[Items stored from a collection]

——————————

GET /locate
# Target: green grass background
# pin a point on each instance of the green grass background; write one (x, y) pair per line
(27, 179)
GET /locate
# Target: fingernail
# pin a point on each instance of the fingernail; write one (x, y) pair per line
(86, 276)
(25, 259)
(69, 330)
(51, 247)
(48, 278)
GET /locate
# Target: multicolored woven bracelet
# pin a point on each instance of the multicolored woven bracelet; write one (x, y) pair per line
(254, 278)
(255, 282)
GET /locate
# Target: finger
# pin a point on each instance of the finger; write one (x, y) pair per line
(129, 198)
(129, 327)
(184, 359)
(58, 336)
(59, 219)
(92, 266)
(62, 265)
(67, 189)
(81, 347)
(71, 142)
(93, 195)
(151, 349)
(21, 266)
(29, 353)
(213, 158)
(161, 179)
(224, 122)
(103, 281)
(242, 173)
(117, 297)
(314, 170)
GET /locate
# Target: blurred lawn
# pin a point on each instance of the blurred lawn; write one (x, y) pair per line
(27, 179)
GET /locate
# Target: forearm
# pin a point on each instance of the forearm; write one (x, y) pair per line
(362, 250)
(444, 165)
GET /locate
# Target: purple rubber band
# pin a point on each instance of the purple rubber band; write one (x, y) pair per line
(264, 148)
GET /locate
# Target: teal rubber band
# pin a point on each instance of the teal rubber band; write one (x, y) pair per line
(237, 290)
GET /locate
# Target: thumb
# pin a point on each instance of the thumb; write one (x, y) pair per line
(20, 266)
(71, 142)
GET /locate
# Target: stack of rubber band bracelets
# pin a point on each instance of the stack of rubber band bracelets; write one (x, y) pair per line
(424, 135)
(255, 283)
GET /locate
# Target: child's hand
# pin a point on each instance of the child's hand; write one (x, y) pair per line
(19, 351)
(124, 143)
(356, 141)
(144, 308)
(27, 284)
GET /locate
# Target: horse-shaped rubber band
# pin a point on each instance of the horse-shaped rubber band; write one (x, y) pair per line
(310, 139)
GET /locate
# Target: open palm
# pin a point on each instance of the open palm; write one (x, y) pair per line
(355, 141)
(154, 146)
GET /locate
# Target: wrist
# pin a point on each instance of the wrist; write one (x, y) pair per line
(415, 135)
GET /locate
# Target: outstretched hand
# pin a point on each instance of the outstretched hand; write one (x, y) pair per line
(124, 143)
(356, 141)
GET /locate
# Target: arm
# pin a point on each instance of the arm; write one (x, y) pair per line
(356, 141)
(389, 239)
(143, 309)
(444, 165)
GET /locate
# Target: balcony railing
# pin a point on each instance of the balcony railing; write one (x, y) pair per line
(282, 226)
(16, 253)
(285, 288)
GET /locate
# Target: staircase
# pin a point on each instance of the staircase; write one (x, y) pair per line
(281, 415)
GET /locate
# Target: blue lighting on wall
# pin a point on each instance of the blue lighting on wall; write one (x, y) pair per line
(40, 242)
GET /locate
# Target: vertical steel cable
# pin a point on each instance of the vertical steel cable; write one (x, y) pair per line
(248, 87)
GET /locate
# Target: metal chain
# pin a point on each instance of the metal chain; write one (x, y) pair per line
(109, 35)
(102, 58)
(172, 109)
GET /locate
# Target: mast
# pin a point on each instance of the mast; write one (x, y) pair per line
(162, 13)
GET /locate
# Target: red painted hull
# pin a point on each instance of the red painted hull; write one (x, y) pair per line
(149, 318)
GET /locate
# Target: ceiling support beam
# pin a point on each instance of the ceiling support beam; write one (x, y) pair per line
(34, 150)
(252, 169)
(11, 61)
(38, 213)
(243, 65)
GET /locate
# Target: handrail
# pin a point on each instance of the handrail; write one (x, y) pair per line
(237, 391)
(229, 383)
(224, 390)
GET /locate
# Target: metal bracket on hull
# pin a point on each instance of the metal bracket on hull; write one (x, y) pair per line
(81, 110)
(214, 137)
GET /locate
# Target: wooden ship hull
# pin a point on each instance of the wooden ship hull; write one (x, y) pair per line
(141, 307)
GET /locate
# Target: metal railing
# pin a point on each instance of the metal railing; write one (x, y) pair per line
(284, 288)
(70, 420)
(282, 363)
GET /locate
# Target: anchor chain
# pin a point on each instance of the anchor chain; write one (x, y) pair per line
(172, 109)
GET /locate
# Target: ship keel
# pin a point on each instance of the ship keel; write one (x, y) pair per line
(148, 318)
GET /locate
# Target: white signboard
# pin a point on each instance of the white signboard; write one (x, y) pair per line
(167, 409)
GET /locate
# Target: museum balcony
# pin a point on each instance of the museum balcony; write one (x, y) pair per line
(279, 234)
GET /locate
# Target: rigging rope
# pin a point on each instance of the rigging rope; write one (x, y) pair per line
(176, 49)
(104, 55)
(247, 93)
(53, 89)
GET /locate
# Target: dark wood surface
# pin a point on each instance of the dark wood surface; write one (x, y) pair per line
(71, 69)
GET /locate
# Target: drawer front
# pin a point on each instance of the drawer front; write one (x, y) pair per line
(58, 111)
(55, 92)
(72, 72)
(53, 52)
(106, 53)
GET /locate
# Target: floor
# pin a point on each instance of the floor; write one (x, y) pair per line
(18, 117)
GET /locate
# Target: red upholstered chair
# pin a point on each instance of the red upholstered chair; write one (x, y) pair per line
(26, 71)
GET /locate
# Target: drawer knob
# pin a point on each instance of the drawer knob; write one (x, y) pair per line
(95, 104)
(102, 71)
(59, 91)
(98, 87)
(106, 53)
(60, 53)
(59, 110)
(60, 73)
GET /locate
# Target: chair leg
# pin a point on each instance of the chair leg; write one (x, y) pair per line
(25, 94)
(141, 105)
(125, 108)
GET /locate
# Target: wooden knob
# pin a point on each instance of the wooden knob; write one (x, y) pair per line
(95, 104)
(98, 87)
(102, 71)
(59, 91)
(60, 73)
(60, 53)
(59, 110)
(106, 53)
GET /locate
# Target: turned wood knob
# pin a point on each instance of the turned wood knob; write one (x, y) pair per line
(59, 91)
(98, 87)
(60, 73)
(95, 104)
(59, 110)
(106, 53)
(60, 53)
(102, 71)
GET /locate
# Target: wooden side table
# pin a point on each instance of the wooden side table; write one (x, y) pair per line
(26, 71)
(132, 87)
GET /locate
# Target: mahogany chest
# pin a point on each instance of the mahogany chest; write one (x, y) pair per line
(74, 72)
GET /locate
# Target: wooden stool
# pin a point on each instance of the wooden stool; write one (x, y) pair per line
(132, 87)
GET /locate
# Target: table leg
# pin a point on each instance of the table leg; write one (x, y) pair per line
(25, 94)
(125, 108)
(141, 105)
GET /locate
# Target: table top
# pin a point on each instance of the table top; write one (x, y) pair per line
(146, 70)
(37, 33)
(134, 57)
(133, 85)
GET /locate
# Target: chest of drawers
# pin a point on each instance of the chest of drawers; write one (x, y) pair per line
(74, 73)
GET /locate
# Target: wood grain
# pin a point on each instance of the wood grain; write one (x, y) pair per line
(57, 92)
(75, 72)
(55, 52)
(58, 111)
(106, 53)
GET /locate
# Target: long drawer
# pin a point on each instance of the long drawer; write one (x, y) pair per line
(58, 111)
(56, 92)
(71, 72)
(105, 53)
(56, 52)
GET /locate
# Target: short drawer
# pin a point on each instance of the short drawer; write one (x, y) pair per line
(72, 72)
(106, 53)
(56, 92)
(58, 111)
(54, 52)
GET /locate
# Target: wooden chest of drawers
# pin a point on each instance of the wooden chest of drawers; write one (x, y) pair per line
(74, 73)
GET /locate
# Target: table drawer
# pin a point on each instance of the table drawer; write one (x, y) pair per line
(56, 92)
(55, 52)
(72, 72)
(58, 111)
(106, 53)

——————————

§ **Work to complete**
Find every line in the material above that contains the word "side", and copy each one.

§ **Correct response**
# Target: wooden side table
# pin a point on each instance of the wooden side table; write one (x, y) pair per line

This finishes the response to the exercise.